[Items from a labeling collection]
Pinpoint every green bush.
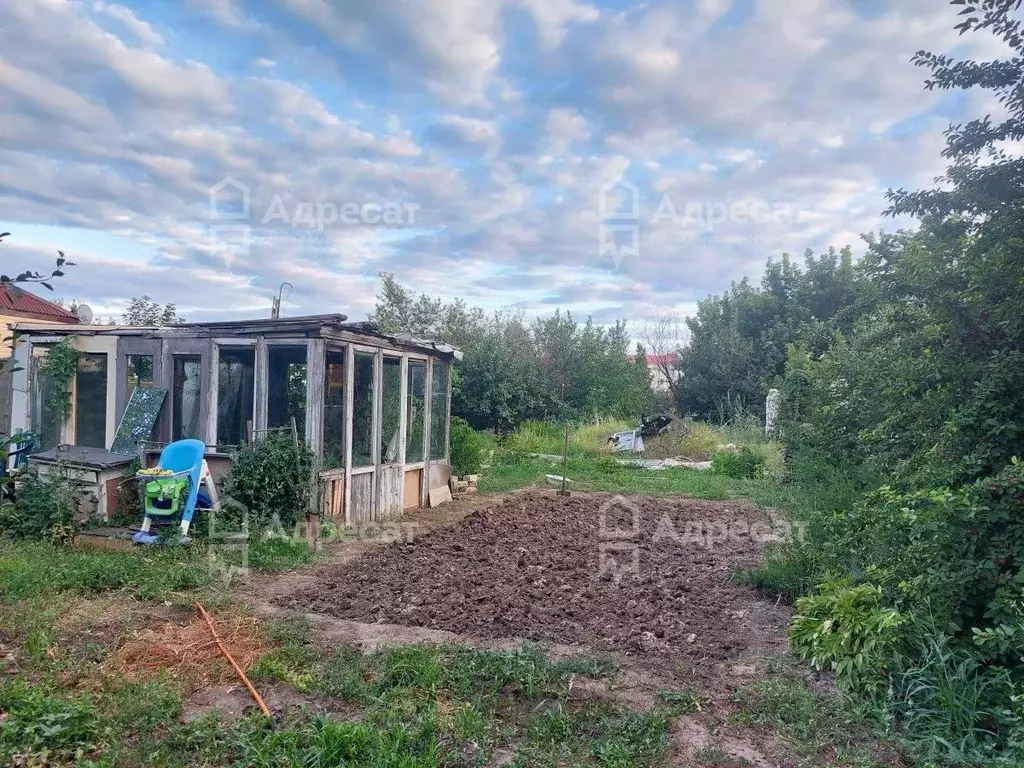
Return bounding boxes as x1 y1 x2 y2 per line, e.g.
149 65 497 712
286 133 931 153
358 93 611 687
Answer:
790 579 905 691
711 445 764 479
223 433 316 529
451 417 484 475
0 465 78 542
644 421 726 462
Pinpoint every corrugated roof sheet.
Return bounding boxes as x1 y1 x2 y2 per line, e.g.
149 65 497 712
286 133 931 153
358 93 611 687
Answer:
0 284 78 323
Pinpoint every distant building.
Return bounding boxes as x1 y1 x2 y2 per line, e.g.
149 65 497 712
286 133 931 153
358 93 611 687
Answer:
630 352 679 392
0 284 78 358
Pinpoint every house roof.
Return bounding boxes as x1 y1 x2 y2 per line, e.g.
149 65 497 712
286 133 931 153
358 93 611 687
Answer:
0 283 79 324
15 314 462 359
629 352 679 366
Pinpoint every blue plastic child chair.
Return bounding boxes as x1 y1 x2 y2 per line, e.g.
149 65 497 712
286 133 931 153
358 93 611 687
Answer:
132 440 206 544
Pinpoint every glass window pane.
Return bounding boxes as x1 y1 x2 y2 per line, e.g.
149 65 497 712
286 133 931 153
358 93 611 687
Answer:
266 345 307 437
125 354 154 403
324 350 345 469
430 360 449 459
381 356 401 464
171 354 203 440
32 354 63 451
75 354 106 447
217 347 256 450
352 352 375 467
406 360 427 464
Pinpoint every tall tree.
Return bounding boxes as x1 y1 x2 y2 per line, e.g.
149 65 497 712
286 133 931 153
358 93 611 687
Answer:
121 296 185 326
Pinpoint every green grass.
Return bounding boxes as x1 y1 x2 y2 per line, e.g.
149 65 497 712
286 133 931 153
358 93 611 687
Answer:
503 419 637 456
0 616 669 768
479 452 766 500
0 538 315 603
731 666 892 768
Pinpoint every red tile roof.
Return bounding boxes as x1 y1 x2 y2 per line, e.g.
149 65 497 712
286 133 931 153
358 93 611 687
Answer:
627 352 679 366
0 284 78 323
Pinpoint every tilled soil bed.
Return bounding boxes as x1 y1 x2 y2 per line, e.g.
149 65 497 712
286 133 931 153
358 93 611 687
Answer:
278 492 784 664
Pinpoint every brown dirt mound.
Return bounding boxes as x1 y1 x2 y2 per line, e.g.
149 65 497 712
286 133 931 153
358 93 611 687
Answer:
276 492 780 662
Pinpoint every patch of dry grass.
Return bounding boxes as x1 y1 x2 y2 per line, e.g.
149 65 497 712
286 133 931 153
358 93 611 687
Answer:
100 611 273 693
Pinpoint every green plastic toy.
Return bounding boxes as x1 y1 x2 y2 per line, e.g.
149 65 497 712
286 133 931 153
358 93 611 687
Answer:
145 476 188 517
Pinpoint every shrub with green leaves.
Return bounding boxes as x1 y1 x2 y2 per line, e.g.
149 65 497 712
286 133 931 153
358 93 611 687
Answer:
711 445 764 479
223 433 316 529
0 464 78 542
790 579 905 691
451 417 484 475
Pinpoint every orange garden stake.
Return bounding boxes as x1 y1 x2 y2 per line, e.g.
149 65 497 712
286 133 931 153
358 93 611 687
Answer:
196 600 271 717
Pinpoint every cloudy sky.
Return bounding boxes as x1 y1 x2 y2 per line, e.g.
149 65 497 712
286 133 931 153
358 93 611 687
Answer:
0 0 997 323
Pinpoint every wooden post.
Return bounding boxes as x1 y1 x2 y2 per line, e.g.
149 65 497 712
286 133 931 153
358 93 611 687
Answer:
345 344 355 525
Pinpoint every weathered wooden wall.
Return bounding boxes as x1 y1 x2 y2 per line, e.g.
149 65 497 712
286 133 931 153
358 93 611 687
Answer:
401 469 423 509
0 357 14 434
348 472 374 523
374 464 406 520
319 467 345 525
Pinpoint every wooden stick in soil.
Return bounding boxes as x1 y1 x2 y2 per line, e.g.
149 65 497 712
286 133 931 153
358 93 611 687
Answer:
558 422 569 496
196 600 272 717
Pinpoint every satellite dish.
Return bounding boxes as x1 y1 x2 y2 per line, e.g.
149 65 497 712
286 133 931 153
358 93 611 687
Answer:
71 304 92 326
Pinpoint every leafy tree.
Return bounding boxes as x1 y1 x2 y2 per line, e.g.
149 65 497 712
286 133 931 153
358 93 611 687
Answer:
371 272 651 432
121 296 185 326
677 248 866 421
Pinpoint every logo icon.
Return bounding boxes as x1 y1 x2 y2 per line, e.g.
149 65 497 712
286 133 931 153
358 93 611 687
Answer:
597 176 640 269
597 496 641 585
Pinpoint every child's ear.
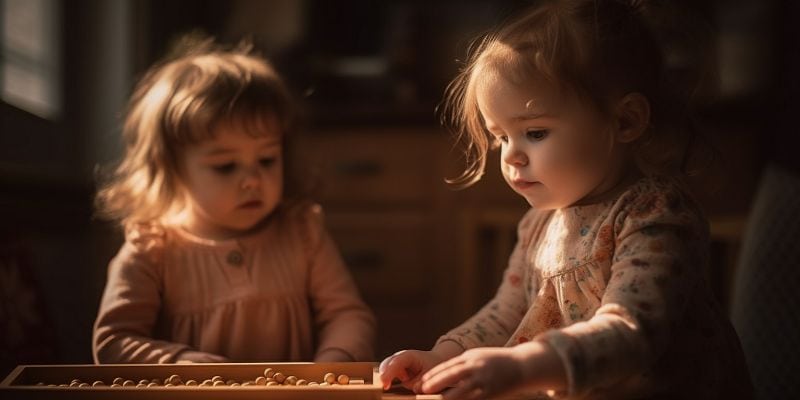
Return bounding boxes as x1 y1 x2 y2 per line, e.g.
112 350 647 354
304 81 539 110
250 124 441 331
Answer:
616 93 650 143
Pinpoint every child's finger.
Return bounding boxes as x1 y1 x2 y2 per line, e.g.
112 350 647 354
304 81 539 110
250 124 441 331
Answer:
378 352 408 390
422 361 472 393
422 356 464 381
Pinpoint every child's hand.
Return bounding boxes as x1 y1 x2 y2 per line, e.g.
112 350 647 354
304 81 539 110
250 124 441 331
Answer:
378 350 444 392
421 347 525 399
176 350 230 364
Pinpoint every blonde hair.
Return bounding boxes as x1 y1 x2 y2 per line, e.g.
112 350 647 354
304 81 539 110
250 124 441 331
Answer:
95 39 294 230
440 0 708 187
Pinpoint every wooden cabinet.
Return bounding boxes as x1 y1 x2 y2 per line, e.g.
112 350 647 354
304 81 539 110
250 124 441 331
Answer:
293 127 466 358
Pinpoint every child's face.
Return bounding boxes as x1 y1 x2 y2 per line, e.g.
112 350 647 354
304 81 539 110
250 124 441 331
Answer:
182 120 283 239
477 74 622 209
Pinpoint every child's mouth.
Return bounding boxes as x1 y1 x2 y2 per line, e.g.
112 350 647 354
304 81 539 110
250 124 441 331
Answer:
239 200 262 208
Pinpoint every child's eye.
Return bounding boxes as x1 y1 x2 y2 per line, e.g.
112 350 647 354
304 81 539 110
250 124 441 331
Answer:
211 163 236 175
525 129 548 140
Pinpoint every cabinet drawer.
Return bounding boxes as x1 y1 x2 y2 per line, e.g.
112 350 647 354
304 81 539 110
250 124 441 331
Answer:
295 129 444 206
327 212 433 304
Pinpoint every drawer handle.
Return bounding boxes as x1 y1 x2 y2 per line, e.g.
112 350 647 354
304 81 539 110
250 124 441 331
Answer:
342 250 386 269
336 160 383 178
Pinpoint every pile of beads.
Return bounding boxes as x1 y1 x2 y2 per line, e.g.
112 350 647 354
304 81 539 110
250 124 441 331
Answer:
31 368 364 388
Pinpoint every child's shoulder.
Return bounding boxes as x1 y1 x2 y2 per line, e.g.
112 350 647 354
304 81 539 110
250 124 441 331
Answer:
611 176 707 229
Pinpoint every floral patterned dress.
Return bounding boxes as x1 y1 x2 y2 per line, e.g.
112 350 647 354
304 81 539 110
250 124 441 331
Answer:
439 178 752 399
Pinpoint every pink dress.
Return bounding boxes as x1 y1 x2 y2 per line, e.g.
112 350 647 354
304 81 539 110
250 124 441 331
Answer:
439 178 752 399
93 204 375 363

* * *

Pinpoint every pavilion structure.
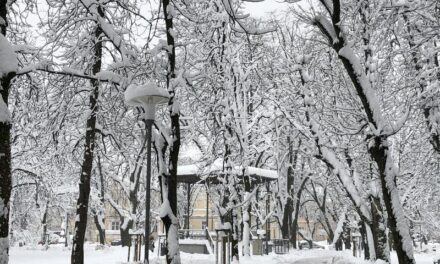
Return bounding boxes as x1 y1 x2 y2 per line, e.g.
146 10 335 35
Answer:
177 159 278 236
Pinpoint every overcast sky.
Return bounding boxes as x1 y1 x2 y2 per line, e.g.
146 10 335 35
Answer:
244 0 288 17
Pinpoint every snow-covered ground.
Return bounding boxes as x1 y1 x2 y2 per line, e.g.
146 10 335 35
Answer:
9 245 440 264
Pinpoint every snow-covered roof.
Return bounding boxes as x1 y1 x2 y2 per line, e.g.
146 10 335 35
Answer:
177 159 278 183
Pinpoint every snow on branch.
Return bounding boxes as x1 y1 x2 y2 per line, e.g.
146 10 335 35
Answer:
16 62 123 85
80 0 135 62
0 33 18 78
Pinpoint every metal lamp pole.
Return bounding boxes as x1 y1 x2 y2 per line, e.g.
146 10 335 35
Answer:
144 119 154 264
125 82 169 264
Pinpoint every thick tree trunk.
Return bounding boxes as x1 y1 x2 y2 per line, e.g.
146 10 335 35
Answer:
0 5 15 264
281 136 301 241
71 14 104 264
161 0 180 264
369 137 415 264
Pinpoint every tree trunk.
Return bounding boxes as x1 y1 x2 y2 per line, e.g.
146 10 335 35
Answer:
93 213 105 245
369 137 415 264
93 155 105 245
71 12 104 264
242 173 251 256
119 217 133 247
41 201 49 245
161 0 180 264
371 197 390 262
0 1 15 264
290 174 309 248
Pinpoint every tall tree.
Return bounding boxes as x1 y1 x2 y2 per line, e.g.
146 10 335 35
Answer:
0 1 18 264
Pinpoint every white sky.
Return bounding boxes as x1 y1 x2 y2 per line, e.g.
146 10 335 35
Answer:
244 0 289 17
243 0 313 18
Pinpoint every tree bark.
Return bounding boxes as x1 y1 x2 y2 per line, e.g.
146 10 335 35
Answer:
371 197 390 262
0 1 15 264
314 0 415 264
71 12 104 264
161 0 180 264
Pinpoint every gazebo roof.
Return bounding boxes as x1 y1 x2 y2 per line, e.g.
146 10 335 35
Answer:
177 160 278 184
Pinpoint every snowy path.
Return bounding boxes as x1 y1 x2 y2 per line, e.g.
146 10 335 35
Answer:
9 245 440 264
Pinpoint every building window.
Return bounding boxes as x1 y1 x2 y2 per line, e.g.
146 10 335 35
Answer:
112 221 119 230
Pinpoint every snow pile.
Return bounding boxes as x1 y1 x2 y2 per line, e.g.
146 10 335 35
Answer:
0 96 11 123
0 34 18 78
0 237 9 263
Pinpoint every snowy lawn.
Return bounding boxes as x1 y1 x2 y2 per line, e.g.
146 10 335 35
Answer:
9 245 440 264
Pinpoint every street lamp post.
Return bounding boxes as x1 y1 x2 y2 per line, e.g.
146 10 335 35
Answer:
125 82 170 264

Instruction:
Copy out the data between the line holding "Pinpoint every snow-covered ground." and the line holding "112 221 119 230", inclusive, with each line reproduced unchanged.

Exercise answer:
Pinpoint every snow-covered ground.
Return bounding boxes as x1 y1 x2 y2 per line, e.g.
146 10 335 35
Answer:
9 245 440 264
Pinpoint every snow-covered roof.
Return bounding boxes as x1 y1 x2 y2 per line, e.g.
146 10 335 35
Answer:
177 159 278 183
Pinpoint every snow on branch.
Return bounding boxes as x1 y1 x2 y2 per line, e.g.
146 10 335 35
Answer:
16 62 123 85
80 0 135 62
0 33 18 78
Pinpoint every metal lamp pole.
Return bounding boxes as x1 y1 x2 y2 per line, e.g.
146 10 335 35
Answer:
144 119 154 264
125 82 169 264
Pinpoint every thick tree trunk.
Return bounding boxes as x1 y1 x2 y2 per line, e.g.
146 10 335 35
Answer:
0 5 15 264
281 136 301 241
71 14 104 264
161 0 180 264
369 137 415 264
Pinpoint every tree trunk.
Return bounding boxes as x1 y1 x2 y2 per line, e.g.
146 10 335 35
Answer:
93 213 105 245
369 137 415 264
93 155 105 245
71 12 104 264
242 173 251 256
119 217 133 247
41 201 49 245
161 0 180 264
371 197 390 262
0 1 15 264
290 174 309 248
Pinpoint every tall tree.
Return bounding boxes as x1 y1 x2 y2 per line, e.g.
146 10 335 35
Answer:
0 1 18 264
Pinpoint every white sky.
Return bounding boxes as x1 y1 x2 y2 per line, e.g.
146 10 335 35
Answer:
244 0 289 17
243 0 313 18
Pinpoint every tree bark.
Return bounding boxes as x1 y1 x2 y2 per line, e.g.
146 10 335 35
Answer:
371 197 390 262
0 1 15 264
314 0 415 264
71 12 104 264
161 0 180 264
Pinpoint every gazebo roof.
Return bounding boxes as x1 y1 x2 y2 per line, e.g.
146 10 335 35
Answer:
177 160 278 184
Pinpoint every snowy path.
Return bounding boxes as x1 y1 x2 y2 per line, e.g.
146 10 335 35
Answer:
9 245 440 264
Pinpoint every building window.
Return bounding boxes as x1 y1 x2 y2 per line, e.g.
146 10 335 35
Answer:
112 221 119 230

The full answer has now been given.